> **RAW DATA**
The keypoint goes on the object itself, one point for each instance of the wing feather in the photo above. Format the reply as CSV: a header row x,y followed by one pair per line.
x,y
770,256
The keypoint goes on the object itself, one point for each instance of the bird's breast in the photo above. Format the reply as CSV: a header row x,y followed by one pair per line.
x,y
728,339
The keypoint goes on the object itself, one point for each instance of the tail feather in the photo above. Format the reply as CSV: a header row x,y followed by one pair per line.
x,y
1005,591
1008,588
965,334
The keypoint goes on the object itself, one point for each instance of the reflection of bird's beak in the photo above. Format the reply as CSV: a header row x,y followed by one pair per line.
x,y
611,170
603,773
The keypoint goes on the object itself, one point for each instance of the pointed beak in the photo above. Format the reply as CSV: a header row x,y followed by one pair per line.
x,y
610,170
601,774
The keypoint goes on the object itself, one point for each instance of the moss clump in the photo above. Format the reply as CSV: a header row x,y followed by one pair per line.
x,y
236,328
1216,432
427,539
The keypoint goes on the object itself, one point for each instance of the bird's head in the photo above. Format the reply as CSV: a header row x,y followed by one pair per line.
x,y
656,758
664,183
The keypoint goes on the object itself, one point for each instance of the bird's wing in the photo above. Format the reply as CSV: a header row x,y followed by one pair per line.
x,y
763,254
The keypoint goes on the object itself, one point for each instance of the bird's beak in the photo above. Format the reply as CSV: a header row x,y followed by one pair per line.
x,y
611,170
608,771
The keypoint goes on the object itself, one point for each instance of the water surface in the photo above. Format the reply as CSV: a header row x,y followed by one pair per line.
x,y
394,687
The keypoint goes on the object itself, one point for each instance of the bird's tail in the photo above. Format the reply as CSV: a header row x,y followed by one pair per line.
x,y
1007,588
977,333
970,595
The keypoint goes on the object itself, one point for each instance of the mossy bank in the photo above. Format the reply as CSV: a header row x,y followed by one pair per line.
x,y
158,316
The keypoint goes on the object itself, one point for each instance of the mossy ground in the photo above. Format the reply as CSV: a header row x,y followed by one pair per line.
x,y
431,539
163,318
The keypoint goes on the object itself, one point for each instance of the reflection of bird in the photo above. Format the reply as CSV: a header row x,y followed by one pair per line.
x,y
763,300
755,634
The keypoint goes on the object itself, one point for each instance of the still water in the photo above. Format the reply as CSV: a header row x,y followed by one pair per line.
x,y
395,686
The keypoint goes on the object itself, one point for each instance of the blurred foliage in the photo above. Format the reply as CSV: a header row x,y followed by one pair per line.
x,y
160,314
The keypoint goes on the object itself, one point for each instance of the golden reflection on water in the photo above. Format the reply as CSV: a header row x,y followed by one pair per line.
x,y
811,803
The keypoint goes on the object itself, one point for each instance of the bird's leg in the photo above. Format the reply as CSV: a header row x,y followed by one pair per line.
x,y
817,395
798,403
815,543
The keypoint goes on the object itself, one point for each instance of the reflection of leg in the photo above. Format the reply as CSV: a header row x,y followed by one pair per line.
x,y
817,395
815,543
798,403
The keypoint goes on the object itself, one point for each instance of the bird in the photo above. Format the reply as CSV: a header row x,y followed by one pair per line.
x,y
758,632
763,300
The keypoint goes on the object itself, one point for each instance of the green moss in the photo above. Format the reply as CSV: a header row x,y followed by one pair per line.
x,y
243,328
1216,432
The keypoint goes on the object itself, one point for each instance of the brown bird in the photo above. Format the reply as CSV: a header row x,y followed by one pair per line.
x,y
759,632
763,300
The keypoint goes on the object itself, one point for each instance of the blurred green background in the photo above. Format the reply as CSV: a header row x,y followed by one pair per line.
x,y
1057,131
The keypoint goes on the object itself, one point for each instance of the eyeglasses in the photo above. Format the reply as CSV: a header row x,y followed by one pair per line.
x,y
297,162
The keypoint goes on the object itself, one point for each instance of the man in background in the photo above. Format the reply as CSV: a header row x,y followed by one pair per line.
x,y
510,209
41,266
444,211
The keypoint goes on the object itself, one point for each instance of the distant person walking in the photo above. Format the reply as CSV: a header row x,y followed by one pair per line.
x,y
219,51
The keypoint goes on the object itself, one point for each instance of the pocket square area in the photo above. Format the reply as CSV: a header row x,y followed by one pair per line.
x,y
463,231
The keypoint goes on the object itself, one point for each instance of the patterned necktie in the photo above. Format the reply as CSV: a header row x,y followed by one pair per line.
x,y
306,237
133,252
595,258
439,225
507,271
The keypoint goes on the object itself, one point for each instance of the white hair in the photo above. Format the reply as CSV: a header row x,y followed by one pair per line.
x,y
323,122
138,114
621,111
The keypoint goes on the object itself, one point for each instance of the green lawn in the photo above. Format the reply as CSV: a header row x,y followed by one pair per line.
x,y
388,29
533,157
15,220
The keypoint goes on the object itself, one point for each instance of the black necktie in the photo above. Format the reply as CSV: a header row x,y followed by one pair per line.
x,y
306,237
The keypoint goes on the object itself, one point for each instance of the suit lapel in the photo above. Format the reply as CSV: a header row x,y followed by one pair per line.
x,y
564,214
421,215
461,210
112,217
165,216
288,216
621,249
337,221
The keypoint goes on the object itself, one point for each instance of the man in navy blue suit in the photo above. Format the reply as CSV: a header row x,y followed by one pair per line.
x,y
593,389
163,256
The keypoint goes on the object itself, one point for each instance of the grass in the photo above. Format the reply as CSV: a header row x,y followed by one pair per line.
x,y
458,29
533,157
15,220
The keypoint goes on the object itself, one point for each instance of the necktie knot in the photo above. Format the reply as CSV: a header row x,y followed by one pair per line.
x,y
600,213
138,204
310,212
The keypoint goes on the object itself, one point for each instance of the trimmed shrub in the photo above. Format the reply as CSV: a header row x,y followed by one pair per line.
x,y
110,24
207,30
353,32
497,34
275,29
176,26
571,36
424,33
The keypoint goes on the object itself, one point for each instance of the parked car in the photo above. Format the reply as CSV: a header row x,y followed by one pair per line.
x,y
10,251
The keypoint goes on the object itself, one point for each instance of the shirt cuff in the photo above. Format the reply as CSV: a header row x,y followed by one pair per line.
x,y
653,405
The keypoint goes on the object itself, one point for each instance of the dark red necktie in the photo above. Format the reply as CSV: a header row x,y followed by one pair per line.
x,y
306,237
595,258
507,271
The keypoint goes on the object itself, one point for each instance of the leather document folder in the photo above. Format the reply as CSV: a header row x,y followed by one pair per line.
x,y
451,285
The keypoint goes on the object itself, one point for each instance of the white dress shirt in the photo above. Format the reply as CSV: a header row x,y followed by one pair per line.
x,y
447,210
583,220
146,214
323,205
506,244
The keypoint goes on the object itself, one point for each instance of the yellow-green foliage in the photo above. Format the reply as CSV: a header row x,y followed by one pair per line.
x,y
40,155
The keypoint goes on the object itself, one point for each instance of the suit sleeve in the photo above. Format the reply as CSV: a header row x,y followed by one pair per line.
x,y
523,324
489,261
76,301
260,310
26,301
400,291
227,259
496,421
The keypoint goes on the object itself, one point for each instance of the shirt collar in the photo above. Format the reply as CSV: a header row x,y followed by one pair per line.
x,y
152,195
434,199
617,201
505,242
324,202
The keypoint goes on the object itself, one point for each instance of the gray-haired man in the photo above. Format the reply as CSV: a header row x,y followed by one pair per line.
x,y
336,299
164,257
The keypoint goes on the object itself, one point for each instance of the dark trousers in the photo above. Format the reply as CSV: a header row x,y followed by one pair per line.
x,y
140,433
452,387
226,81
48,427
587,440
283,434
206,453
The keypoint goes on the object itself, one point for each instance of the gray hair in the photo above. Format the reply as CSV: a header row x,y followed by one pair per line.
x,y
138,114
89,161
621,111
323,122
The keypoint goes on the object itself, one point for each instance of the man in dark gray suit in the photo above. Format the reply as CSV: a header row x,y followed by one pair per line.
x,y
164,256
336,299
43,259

> **WHAT IS BEING ASKED**
Give back the entire listing, line for line, exactly as it stands.

> **WRITTEN REPLY**
The keypoint goes on the object itself, one point for each instance of the wing feather in the photo above. Format the reply as CSV: a header row x,y followed by one pair per line.
x,y
770,256
The keypoint goes on the object itself, one point for each instance of the bird's breast in the photo above. Format the reply as CSV: a header row x,y followed by one pair per line.
x,y
728,339
The keypoint goes on the object itself, one point for each instance of the tail feather in the photo above. Format the reply as CSV: a header row x,y followed by one pair per line.
x,y
1005,591
1008,588
965,334
The keypoint goes on the object itself, one point for each instance of the reflection of bird's beak in the photo above. Format the reply as CSV: a header row x,y followed by one pair per line.
x,y
611,170
603,773
The keypoint goes on the object itself, one point for each instance of the pointed beak in the photo above. Format the reply as CSV: a header row x,y followed by one pair per line.
x,y
610,170
601,774
The keypoint goes on the object itself, one point for each instance of the moss clump in the photo above. Format the reply as CSV: a header row x,y followed by one pair per line.
x,y
236,328
1216,432
427,539
The keypoint goes on the object itself, one point for each instance of the bird's head in the photo above. Format the reply as CSV: a header row x,y followed by one pair per line.
x,y
656,758
664,183
The keypoint goes on the object itself, one point for each instance of the bird's wing in the photo above. Format the reply as CSV: a header row x,y followed by one pair per line.
x,y
763,254
The keypoint goes on the object itself, one point for each instance of the bird's beak in the photo above. Format the reply as CSV: a header row x,y followed by one pair per line.
x,y
611,170
608,771
The keypoint goes on the object itself, one point for each instance of the water surface in the photo above. Format the reply as CSV: a header row x,y followed by one pair per line.
x,y
394,687
The keypoint goes on the object itself, one point for each instance of the bird's tail in the photo above. Format the reply as CSV: a header row x,y followed by one pair per line.
x,y
1007,588
977,333
970,595
The keypoint goes on the object itself, one point for each instance of the mossy bank in the photo above. Format the reply as CSV: a header row x,y followed by one pair per line.
x,y
158,316
The keypoint goes on the object itself, one point for each instance of the mossy ground in the photo above. Format the reply as CSV: a header row x,y followed by one pair per line.
x,y
431,539
163,318
The keypoint goes on the object itself, one point for each instance of the reflection of bird in the photo above. Format the reply as CSV: a header row x,y followed by one pair per line.
x,y
763,300
755,634
The keypoint goes on the object itself, one point for each instance of the still water in the photo above. Format the reply as CSV: a header row x,y followed by one pair per line.
x,y
395,686
The keypoint goes on the object itself, one point for each instance of the blurred foliage in the photo above. Format the reply as CSV: a header row x,y followed by one pair per line.
x,y
160,314
The keypoint goes on the object itself, one point for each instance of the golden reflection on water in the photo above. Format the reply as CSV: a header row x,y followed by one pair per line.
x,y
811,803
The keypoint goes on the object itself, one point for each instance of the bird's leg in the photo above. Format the reply as CSV: a header row x,y followed by one pair per line.
x,y
817,395
798,403
815,543
The keypoint goes on the object itself, one point for each instance of the reflection of leg in the photo above. Format the reply as CSV: a header row x,y followed by one pair per line.
x,y
817,395
815,543
798,403
The keypoint goes on the object itself, one point for each instance of the bird in the photo above. Format the reply as CSV: a header row x,y followed by one pair per line.
x,y
758,632
763,300
The keypoint goes on the object itself, one point for each instance of the green moss in the photo above. Format the reply as CSV: a header row x,y followed by one pair per line.
x,y
243,328
1216,432
The keypoint goes on the object itself, one point for each instance of the brown bird in the photo above. Format the reply as CSV: a header row x,y followed by one pair per line.
x,y
759,632
763,300
The keypoint goes on the object itself, one point for each instance of the blurred green background in the photo above. Format the reply as CSV: a header row x,y followed by one pair per line.
x,y
1057,131
The keypoint goes on the object itself, one point for each instance of the eyeglasses in the photo above. Format the reply as CSV: a header row x,y followed by one pair per line.
x,y
297,162
The keypoint goes on the object itself, one point for each instance of the man in background in the photo above. Format the reply as CSV: a header row x,y followed by one pair per line.
x,y
510,209
41,266
444,211
The keypoint goes on the object itself, one point for each instance of the distant person walking in the photo above. Format the reply as CSV: a header row x,y followed by one pair per line.
x,y
219,51
The keypoint goes on the object itself, one point for each instance of the pocket square area in the photo above. Format the reply as CSV: a header row x,y followed by one pair per line.
x,y
463,231
The keypoint goes on the object itself, one point for each instance of the patterned necktie in the photo above. Format the reply as CSV: a header row x,y followed by one pair per line.
x,y
306,237
133,252
595,258
439,225
507,271
The keypoint goes on the object itself, one point for each instance of the white hair in the photo above. Format the reply as CSV: a header row x,y followed by one pair per line.
x,y
323,122
138,114
621,111
The keypoint goes on the object itself, one point for each instance of the green lawn in the photo above. Format the reply as CSV: a header row x,y followed by one pair per line.
x,y
388,29
533,157
15,220
The keypoint goes on the object itself, one point for each instance of the black necktie in the photo above. Format the reply as CSV: a header row x,y followed by one pair per line.
x,y
306,237
The keypoint goes on the object itself, one point for each instance of the suit lapel in the photo above. Format the reply as CSV: a header row x,y followed by one pair per line.
x,y
564,214
421,215
461,210
112,217
165,216
288,216
621,249
337,221
The keypoint goes on the object itself, one point for each instance of the man in navy blue suit in the photo above. Format the reply as CSV: a header row x,y followed by one pair per line.
x,y
593,389
163,256
The keypoint goes on the object itself, one point for each instance of the grass in the photo above. Format the reply as CSV: a header row x,y followed by one pair per line.
x,y
458,29
533,157
15,220
The keypoint goes on the object itself, one point for each instance of the necktie knot in the photo above. Format the reply as CSV: a header row x,y followed by one pair per line.
x,y
600,213
138,204
310,212
The keypoint goes on the object itself, one point for each instance of the trimmed shrub in the photo above. Format the reply as CSV: a header row x,y followed by one pair per line.
x,y
110,24
207,30
353,32
497,34
275,29
176,26
571,36
424,33
The keypoint goes on the object itself, one point for each instance of the parked car in the photo above. Format the reply as CSV: a header row x,y followed by one pair per line.
x,y
10,251
The keypoint goes on the object itself, one point for each instance of the shirt cuff in the photo above. Format the reply as CSV: a header row x,y followed by one pair per line.
x,y
653,405
The keypoint goes on the object itself, one point for each instance of the dark red necktie in the photo above. Format the reply as CSV: a header row x,y followed by one pair per line.
x,y
306,237
595,258
507,271
The keypoint goes on the object itself, one point for each instance of the leather document folder in the photo above. Format the reply as CSV: a header row x,y followed by one pair per line.
x,y
451,285
The keypoint goes on the object itself, one point for each instance of the white dress shirt in the photo above. Format the reply as CSV: a header row x,y followed by one pair per line.
x,y
447,210
583,220
146,214
323,205
506,244
The keypoint goes on the object itself, one point for each instance of the yellow-green foliage in the photo above. Format the reply as CSV: a header row x,y followed by one pair per line.
x,y
40,155
The keypoint goes on the object itself, one point for each instance of the suit sleeve in the photo above. Format the reply as CSV: a header row x,y followed by one pair per line.
x,y
523,324
489,261
76,301
260,310
26,301
400,291
227,259
496,421
The keypoint goes on the object itself, one point for each instance of the shirt collar in the photo above. Format the reply as CSV: a header row x,y followed by one pair per line.
x,y
152,195
434,199
617,201
505,242
324,202
The keypoint goes on the object itself, one point for each instance of the gray-haired man in the photo above. Format the reply as CSV: a header row x,y followed by one pair per line.
x,y
336,299
164,257
The keypoint goes on the object itself, one point for each instance of the dark trousers in the photo above. Format the reply as CSV: a header row x,y followed by one pair per line.
x,y
140,433
452,387
226,81
48,427
587,440
283,434
206,453
The keypoint goes on the object itself, one point for each instance of the gray hair in the photo above. Format the reply as CSV: a header row x,y followed by one pair per line.
x,y
138,114
89,161
621,111
323,122
The keypoint goes on the object itself, one point for each instance of the man in dark gray suit in the photo above. Format the reply as CSV: a header row x,y followed by one pair per line.
x,y
164,256
336,299
43,259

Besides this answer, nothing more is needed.